● **DESCRIPTION OF THE TASK**: Filter the material below, keeping every line that contains the string "worker". Case counts, so only lines with that exact capitalization match.

[START OF MATERIAL FOR THE TASK]

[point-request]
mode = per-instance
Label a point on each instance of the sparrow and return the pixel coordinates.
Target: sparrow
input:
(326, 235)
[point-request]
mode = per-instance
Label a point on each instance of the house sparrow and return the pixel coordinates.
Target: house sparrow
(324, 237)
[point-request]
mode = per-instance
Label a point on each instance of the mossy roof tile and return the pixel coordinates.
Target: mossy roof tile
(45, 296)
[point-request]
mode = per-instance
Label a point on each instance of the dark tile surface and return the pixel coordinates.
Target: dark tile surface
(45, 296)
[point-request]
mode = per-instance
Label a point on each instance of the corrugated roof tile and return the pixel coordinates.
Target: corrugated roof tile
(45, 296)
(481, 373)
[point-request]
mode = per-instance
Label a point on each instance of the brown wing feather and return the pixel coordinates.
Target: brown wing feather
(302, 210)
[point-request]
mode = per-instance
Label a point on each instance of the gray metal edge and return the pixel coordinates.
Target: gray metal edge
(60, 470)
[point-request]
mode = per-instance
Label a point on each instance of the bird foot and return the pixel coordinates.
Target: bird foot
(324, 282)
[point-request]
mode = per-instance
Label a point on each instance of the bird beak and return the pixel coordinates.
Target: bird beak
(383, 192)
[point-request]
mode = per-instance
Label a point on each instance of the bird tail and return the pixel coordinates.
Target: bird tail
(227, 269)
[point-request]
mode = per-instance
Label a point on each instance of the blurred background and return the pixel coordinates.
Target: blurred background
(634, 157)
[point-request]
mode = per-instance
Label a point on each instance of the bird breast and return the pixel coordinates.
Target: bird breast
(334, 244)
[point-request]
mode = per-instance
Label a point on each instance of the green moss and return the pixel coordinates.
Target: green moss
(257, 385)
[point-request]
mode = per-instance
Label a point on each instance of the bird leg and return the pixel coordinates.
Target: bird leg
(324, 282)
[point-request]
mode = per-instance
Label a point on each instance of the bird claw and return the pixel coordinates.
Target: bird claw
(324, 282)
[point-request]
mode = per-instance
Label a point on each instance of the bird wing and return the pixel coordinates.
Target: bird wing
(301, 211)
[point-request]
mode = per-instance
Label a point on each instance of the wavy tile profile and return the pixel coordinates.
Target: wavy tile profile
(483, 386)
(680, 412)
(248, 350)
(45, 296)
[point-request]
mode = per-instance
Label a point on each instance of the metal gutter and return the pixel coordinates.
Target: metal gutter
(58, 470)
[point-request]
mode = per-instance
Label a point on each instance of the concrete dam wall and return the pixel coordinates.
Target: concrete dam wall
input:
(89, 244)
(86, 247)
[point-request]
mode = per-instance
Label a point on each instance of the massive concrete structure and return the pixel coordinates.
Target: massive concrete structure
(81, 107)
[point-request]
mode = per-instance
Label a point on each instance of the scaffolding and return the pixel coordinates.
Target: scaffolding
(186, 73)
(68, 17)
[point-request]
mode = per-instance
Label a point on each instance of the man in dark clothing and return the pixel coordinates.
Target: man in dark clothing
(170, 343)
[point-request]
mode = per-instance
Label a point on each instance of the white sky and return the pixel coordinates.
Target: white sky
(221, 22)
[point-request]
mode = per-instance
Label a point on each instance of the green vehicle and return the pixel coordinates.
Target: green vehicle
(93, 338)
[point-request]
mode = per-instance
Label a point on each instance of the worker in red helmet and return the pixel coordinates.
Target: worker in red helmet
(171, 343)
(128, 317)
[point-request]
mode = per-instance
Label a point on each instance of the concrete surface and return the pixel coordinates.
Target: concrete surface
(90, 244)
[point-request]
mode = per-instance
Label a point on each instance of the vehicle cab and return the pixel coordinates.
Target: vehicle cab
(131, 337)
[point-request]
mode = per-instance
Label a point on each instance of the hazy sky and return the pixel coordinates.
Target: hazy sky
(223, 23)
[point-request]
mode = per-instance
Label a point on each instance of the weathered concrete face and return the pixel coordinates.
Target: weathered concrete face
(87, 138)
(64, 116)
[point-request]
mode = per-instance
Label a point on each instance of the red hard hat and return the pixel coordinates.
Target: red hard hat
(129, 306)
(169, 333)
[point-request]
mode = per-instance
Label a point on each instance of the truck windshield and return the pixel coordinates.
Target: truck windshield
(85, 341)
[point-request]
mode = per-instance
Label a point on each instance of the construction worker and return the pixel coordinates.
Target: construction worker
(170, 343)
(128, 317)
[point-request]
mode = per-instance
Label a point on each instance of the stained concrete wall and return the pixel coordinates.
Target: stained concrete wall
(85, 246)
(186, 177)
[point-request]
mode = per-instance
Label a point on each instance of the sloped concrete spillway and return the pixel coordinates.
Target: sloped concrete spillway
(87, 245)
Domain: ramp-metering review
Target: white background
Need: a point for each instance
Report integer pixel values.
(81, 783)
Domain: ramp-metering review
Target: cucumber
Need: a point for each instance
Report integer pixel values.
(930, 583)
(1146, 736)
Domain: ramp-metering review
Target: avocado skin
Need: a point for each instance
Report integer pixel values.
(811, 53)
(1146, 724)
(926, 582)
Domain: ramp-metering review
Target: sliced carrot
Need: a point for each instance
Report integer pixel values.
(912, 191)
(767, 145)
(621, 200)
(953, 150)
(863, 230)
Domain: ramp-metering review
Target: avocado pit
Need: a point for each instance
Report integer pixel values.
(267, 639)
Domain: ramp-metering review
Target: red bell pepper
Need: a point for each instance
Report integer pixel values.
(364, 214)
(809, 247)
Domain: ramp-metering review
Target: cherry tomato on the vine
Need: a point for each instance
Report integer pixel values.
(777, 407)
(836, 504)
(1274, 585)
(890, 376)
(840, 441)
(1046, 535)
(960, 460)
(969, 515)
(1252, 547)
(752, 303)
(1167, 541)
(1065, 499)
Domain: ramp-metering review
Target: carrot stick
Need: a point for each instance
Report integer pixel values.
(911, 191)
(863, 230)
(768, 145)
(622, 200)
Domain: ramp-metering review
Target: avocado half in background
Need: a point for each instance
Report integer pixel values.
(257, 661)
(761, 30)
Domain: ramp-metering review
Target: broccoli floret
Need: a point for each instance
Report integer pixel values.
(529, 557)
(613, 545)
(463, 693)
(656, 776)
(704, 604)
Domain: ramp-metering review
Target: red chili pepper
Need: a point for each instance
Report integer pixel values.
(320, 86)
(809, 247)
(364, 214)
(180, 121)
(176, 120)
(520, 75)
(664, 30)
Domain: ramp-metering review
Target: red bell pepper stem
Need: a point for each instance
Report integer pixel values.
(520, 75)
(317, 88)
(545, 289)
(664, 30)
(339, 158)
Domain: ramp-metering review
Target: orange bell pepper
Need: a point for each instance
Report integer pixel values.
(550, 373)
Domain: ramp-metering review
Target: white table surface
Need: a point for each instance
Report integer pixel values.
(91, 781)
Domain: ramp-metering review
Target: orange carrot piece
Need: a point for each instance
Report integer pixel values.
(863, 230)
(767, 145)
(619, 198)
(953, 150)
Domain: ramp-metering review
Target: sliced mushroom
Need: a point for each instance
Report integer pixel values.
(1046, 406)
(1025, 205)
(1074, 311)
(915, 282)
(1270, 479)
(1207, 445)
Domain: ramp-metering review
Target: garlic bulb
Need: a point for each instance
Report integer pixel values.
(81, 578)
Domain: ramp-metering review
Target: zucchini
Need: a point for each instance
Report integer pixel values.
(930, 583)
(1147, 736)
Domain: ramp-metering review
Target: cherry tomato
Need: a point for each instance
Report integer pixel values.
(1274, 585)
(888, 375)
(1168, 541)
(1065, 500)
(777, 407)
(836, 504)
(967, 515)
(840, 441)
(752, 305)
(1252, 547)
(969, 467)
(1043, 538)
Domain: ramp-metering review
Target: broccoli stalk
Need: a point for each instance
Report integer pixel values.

[END OF MATERIAL FOR THE TASK]

● **COMPLETE ANSWER**:
Label a point on each instance of the worker in red helmet and return the pixel coordinates.
Target: worker in red helmet
Label a point on each instance of the construction worker and return the pixel coordinates.
Target: construction worker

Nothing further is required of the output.